■ EXERCISE ■
Report each line of the records below that holds the word "segment".

(Records from a dataset)
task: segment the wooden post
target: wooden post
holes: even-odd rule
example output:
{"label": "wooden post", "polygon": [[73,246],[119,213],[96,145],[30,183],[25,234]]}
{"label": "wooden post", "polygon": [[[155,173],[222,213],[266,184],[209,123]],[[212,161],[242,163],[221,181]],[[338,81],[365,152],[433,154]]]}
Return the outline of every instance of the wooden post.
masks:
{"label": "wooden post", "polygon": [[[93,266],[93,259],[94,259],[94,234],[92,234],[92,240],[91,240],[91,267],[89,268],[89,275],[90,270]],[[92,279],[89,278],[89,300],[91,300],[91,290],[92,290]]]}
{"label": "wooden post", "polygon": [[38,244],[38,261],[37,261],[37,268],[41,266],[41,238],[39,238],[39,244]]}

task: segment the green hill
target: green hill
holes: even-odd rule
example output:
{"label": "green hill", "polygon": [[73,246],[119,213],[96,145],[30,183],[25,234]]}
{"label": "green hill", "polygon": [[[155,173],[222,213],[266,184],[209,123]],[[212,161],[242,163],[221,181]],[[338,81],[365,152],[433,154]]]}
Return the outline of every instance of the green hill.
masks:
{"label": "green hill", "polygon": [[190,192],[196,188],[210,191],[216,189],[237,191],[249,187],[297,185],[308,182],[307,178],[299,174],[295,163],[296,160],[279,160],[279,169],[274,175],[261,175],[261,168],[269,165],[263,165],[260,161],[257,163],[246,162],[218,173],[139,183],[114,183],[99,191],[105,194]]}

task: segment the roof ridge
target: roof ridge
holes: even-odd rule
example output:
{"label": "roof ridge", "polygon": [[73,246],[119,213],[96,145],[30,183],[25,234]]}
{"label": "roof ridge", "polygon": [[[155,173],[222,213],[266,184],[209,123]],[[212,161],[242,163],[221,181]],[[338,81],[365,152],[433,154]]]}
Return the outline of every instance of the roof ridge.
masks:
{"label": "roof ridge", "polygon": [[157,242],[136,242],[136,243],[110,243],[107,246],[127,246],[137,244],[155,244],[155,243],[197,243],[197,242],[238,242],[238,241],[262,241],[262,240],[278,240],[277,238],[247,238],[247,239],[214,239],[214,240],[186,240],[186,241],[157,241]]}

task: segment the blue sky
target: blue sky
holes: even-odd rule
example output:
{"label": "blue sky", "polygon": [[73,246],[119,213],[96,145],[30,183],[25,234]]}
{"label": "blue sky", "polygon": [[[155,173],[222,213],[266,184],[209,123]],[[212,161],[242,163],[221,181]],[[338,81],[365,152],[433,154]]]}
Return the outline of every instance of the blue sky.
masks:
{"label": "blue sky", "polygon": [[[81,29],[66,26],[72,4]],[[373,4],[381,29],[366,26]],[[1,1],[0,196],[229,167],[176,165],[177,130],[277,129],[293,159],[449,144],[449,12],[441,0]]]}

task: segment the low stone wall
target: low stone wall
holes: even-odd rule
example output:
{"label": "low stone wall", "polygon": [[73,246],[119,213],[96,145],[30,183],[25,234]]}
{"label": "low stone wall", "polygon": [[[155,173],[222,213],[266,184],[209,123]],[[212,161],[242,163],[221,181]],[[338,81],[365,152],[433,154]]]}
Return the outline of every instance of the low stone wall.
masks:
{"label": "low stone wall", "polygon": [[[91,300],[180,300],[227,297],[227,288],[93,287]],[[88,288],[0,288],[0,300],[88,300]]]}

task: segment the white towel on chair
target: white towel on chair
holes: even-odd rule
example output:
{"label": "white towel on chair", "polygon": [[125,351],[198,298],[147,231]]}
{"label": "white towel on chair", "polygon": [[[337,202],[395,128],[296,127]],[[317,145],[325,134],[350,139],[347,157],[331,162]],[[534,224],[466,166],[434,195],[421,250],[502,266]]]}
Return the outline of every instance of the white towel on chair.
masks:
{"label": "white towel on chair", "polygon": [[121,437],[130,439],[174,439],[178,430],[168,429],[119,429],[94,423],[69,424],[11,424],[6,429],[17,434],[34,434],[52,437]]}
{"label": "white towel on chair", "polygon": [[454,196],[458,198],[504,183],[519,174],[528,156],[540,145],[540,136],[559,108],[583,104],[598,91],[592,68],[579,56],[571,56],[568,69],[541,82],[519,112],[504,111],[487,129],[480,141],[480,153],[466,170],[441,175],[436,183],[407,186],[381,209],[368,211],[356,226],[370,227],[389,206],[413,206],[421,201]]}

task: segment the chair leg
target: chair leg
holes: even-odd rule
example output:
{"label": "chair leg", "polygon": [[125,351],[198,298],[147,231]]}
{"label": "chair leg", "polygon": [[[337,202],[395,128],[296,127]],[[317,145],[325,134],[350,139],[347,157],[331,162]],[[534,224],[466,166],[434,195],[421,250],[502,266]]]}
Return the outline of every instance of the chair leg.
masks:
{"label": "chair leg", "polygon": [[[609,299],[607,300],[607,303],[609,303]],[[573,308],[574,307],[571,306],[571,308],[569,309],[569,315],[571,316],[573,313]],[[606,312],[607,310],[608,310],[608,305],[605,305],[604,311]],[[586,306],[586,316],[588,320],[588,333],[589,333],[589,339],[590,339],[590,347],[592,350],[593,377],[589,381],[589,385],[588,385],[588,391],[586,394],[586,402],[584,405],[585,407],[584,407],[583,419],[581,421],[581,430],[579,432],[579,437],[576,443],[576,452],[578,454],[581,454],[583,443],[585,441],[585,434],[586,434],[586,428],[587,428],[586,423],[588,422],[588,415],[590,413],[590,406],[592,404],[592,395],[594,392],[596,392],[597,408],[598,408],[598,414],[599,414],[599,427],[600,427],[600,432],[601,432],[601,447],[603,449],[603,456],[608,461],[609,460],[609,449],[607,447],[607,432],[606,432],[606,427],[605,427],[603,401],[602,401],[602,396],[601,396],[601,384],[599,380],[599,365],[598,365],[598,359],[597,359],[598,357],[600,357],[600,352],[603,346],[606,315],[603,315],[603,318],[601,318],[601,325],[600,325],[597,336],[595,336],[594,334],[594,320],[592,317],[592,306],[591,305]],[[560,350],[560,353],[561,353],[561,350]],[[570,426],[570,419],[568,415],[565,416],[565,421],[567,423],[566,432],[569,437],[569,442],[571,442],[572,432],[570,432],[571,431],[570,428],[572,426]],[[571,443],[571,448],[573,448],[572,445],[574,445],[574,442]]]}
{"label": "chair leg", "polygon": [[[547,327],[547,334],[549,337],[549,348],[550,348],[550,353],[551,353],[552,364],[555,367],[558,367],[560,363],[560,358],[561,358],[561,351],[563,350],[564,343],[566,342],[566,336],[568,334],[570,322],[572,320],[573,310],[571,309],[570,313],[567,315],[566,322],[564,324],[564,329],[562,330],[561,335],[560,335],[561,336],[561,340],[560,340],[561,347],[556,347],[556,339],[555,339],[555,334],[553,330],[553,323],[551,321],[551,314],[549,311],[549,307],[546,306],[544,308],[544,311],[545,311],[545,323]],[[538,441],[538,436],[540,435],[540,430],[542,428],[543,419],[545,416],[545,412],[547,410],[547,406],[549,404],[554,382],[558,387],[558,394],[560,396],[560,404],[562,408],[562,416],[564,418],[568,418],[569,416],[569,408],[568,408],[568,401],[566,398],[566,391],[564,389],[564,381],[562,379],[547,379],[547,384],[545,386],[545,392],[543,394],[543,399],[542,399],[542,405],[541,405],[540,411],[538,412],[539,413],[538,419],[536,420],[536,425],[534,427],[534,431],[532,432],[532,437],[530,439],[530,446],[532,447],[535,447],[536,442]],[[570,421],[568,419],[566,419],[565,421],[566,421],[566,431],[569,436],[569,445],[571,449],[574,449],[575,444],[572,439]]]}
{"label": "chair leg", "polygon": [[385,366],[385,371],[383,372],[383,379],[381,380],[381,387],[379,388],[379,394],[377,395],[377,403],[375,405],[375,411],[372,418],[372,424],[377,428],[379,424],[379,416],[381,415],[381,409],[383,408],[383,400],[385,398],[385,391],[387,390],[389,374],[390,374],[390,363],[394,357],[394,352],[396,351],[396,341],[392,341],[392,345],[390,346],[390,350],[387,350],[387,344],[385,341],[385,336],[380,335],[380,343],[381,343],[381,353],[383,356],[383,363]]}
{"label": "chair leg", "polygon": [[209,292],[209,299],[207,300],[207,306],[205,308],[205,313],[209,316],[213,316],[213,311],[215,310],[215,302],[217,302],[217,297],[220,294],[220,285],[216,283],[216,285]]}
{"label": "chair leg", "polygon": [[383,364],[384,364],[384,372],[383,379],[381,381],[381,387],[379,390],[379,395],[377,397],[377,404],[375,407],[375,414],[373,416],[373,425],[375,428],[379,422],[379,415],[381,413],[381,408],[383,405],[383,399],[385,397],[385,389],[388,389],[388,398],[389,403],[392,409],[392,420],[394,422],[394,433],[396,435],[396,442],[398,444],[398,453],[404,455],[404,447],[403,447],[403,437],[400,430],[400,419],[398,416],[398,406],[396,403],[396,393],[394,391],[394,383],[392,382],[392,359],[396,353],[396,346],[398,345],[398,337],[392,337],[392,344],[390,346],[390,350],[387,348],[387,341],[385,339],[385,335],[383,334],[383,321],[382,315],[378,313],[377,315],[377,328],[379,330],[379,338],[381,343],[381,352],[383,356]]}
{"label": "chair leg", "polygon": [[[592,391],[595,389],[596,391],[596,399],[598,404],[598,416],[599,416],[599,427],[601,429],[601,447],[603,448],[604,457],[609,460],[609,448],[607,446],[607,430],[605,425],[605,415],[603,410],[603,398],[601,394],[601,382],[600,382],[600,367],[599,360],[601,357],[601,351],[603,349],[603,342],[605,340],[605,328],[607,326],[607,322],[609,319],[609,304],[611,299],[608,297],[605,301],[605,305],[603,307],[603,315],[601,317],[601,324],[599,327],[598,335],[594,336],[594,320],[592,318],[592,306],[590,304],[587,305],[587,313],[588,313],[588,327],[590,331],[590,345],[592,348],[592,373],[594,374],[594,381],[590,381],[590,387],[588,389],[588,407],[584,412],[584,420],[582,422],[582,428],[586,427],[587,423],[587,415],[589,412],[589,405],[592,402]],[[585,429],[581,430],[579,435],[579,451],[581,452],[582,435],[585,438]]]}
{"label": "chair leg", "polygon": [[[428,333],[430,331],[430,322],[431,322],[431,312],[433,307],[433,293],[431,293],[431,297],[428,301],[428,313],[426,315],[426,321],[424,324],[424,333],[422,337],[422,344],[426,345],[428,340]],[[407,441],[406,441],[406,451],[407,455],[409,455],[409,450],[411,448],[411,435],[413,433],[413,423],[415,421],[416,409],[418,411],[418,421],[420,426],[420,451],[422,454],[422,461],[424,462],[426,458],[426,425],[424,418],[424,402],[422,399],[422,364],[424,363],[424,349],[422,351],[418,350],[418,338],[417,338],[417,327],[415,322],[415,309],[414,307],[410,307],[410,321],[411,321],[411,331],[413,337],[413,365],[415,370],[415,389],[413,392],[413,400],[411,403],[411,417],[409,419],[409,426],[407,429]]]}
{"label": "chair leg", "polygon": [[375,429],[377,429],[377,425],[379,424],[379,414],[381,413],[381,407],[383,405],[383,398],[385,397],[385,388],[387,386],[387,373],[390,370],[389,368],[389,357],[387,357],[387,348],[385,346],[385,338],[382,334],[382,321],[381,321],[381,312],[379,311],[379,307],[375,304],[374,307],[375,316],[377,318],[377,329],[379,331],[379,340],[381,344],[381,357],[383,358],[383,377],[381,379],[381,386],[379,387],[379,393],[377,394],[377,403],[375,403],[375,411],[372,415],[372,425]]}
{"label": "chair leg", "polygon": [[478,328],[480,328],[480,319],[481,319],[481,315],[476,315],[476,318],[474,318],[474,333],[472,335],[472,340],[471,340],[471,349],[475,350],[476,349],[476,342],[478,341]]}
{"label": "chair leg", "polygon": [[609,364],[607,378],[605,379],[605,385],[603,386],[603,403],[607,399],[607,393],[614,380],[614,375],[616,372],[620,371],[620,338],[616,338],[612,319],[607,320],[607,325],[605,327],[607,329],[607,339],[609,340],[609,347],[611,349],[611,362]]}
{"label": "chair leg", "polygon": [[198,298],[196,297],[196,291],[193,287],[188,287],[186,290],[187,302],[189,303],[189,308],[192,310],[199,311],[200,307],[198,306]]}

■ SOLUTION ■
task: segment the wooden post
task: segment the green hill
task: segment the roof ridge
task: segment the blue sky
task: segment the low stone wall
task: segment the white towel on chair
task: segment the chair leg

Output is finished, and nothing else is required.